> CONSIGNES
1. Relevez tous les intertitres du texte sur le constat d’huissier.
2. D’après le texte sur le constat d’huissier, les affirmations suivantes sont-elles exactes ? Répondez par oui ou par non et citez les mots du texte qui le prouvent.
(a) L’huissier est allé lui-même sur Internet pour faire ses vérifications.
(b) L’ordinateur examiné appartenait à l’employeur.
(c) La présence du salarié était indispensable pour que le constat soit valable.

> TEXTE PROPOSÉ
---

Constat par huissier validé
L’employeur est en droit de faire constater par huissier l’affichage de l’onglet ‘historique’ du navigateur internet du salarié. Celui-ci a relevé que le salarié s’était connecté à différents sites commerciaux (Amazon, sites de téléchargement de films) et à sa boîte mail personnelle tout au long de la journée et durant ses horaires de travail, restant connecté parfois pendant plusieurs heures dans la journée.
Principe du contradictoire
Pour être valable, il n’est pas nécessaire qu’un constat d’huissier soit établi de manière contradictoire ; il n’était donc pas indispensable que le salarié soit présent ; en pratique, il était nécessaire qu’un représentant de la société soit présent pour permettre à l’huissier d’accéder aux locaux de la société et au matériel informatique, mais il n’est pas établi que l’employeur aurait influé les constatations de l’huissier.
L’huissier s’est connecté sur l’ordinateur que l’employeur lui a indiqué comme étant celui du salarié, sans utilisation d’un stratagème puisqu’il suffisait d’indiquer le prénom de l’utilisateur pour se connecter ; c’est donc bien l’ordinateur utilisé par le salarié qui était examiné. Il s’agissait d’un ordinateur professionnel appartenant à l’employeur et non d’un ordinateur appartenant personnellement au salarié, et l’huissier pouvait accéder aux fichiers figurant sur cet ordinateur sauf s’ils étaient expressément identifiés comme ‘personnels’, ce qui n’était pas le cas en l’espèce.
Il s’est borné à examiner le disque dur contenant l’historique des recherches sur Internet, sans aller lui-même sur Internet, de sorte que les vérifications préalables sur le flux Internet et le respect des normes AFNOR sur le mode opératoire de procès-verbal de constat sur Internet n’avaient pas lieu d’être. Certes, l’huissier a annexé un historique de connexion remis par l’employeur mais surtout il en a imprimé un personnellement, ce dernier historique étant parfaitement probant.
Aucune déclaration CNIL nécessaire
Enfin, l’employeur n’avait pas mis en place de modalités de contrôle de l’utilisation d’Internet, ni récolté de données personnelles sur les salariés, mais seulement rappelé, dans son règlement intérieur, que l’utilisation d’Internet était réservée à un usage professionnel, de sorte qu’aucune consultation des institutions représentatives du personnel ni aucune déclaration à la CNIL ne devaient être effectuées. Il n’y avait donc pas lieu d’écarter des débats le constat d’huissier.

---

> MATÉRIEL FOURNI
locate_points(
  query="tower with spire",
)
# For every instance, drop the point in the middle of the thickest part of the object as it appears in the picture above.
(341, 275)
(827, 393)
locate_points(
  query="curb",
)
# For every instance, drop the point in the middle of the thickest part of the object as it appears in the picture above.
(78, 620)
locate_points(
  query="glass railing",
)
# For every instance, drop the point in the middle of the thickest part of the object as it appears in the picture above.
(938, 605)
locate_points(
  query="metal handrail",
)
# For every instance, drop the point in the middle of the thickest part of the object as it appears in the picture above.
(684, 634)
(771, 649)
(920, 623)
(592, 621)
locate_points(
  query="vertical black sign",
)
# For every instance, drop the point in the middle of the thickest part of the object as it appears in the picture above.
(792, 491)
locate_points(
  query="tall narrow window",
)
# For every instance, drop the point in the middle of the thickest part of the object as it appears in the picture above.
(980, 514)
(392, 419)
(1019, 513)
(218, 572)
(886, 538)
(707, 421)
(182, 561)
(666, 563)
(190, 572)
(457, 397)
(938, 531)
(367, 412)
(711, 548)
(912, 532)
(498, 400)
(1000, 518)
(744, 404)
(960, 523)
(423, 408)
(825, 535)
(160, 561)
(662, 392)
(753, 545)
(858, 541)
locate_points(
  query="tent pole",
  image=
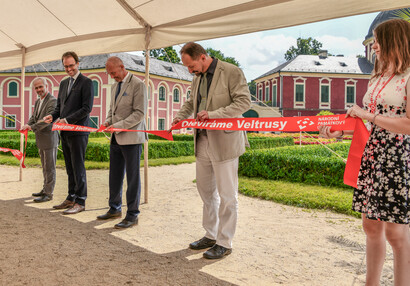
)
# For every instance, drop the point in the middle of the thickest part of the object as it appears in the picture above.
(146, 120)
(23, 78)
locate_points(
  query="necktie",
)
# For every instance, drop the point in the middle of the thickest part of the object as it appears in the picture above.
(118, 90)
(70, 85)
(203, 92)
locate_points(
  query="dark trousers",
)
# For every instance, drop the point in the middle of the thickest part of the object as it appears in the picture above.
(125, 158)
(74, 155)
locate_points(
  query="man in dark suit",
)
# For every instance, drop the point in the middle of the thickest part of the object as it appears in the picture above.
(46, 139)
(74, 104)
(127, 111)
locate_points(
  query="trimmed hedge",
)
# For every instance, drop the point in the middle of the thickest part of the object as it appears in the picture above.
(309, 164)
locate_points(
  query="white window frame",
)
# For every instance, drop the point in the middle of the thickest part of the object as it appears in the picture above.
(297, 81)
(159, 120)
(12, 122)
(274, 89)
(325, 105)
(267, 92)
(165, 93)
(350, 83)
(8, 89)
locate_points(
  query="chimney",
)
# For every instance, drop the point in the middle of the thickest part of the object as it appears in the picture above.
(322, 54)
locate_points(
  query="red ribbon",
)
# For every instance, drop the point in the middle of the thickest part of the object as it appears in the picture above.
(71, 127)
(272, 124)
(17, 153)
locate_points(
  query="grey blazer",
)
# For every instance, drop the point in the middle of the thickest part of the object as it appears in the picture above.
(228, 97)
(45, 138)
(128, 111)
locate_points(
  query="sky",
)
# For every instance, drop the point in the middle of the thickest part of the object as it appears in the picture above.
(260, 52)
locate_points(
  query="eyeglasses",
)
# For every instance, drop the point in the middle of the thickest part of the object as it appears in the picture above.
(70, 66)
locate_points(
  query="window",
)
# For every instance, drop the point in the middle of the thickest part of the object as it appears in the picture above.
(94, 122)
(161, 124)
(96, 86)
(267, 93)
(161, 93)
(12, 89)
(324, 94)
(299, 92)
(176, 95)
(11, 121)
(149, 92)
(350, 94)
(274, 96)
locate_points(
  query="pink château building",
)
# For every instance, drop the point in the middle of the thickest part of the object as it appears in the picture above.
(169, 88)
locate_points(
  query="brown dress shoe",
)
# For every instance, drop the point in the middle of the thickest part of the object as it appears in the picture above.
(64, 205)
(74, 209)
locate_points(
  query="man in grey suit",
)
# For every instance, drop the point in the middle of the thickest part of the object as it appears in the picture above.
(127, 111)
(219, 90)
(46, 139)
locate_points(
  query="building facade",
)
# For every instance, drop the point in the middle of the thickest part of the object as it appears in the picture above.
(169, 88)
(308, 84)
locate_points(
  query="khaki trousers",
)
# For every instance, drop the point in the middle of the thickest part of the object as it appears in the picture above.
(217, 184)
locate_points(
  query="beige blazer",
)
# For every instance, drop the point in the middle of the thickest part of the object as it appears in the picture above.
(228, 97)
(45, 137)
(128, 111)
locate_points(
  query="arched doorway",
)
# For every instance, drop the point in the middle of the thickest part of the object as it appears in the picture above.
(250, 113)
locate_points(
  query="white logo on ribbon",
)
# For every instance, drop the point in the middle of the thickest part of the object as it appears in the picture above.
(303, 123)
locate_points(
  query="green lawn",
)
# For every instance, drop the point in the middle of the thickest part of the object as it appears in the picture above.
(301, 195)
(89, 165)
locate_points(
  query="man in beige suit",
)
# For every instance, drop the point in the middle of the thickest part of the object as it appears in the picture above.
(46, 139)
(127, 111)
(219, 90)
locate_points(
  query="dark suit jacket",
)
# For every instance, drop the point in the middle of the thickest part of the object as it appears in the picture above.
(76, 106)
(45, 138)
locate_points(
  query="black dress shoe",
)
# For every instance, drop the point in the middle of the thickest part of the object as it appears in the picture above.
(39, 194)
(43, 198)
(217, 252)
(202, 243)
(126, 223)
(109, 215)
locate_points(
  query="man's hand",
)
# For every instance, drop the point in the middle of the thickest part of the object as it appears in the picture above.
(62, 120)
(174, 122)
(202, 116)
(26, 126)
(108, 126)
(48, 119)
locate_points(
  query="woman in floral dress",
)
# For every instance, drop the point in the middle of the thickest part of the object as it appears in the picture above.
(382, 194)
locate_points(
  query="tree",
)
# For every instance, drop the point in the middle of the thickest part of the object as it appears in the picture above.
(219, 55)
(166, 54)
(307, 46)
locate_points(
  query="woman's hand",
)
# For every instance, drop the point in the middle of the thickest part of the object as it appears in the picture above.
(356, 111)
(324, 132)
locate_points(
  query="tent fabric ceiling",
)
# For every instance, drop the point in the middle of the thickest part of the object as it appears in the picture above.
(48, 28)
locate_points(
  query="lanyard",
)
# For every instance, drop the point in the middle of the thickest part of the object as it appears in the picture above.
(373, 102)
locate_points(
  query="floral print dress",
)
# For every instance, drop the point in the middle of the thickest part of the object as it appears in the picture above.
(383, 184)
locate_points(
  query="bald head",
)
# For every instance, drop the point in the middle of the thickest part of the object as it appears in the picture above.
(115, 68)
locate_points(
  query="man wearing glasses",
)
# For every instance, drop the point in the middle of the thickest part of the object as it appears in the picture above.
(74, 104)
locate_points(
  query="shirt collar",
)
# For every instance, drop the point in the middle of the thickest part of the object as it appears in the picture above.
(125, 79)
(76, 76)
(212, 66)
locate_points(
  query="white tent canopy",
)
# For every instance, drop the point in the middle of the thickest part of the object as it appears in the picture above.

---

> CORRIGÉ
1.
- Constat par huissier validé
- Principe du contradictoire
- Aucune déclaration CNIL nécessaire

2.
(a) Non : « sans aller lui-même sur Internet ».
(b) Oui : « Il s’agissait d’un ordinateur professionnel appartenant à l’employeur ».
(c) Non : « il n’était donc pas indispensable que le salarié soit présent ».